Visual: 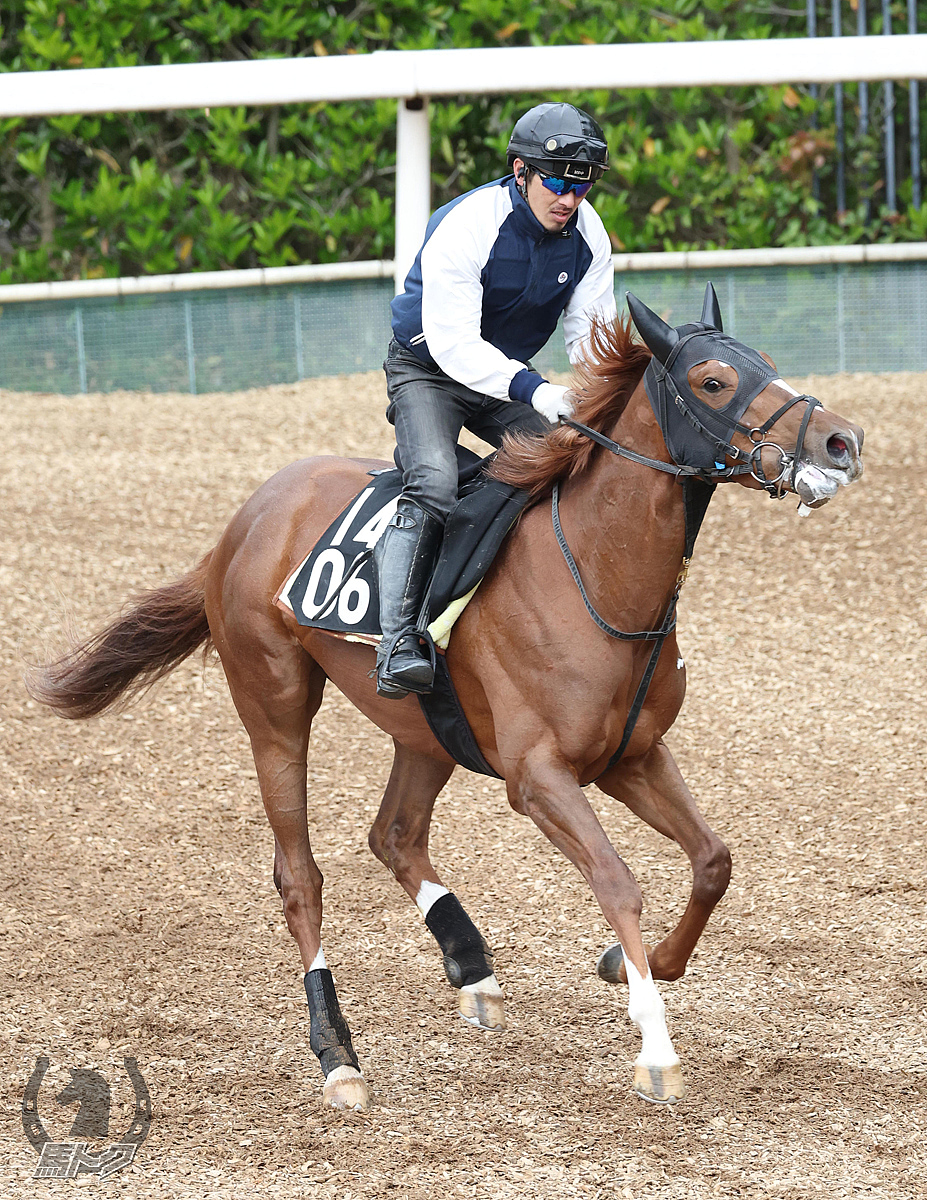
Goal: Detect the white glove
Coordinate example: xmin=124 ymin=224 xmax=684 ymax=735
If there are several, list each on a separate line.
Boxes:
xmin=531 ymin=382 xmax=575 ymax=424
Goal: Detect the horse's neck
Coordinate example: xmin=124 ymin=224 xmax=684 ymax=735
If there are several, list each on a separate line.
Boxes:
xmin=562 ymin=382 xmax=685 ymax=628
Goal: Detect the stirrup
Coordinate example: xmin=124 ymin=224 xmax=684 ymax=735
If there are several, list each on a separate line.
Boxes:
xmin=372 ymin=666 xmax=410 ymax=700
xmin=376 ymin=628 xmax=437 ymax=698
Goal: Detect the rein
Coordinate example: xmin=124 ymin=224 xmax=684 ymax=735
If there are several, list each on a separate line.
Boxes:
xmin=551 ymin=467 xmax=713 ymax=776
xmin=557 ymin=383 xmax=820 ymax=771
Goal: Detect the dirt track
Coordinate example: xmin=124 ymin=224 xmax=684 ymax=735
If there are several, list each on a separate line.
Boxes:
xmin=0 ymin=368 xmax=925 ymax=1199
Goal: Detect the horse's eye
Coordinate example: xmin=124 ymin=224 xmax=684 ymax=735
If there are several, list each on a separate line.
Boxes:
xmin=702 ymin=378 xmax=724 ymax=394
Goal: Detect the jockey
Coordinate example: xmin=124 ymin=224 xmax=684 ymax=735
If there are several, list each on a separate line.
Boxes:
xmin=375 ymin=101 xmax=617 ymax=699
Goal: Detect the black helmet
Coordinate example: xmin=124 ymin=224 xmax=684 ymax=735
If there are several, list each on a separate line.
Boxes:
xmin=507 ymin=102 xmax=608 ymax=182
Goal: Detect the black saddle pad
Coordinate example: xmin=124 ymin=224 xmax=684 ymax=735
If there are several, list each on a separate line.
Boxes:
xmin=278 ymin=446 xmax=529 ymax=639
________________________
#### TASK TO CARRY OUT
Whenever the word "Detect" occurs in a line above, copy that line.

#### TASK ANSWER
Goal: Detect the white glove
Goal: Detect the horse's neck
Goal: Detect the stirrup
Goal: Detect the rein
Goal: Detect the dirt track
Goal: Detect the horse's eye
Goal: Detect the jockey
Goal: Detect the black helmet
Goal: Detect the black saddle pad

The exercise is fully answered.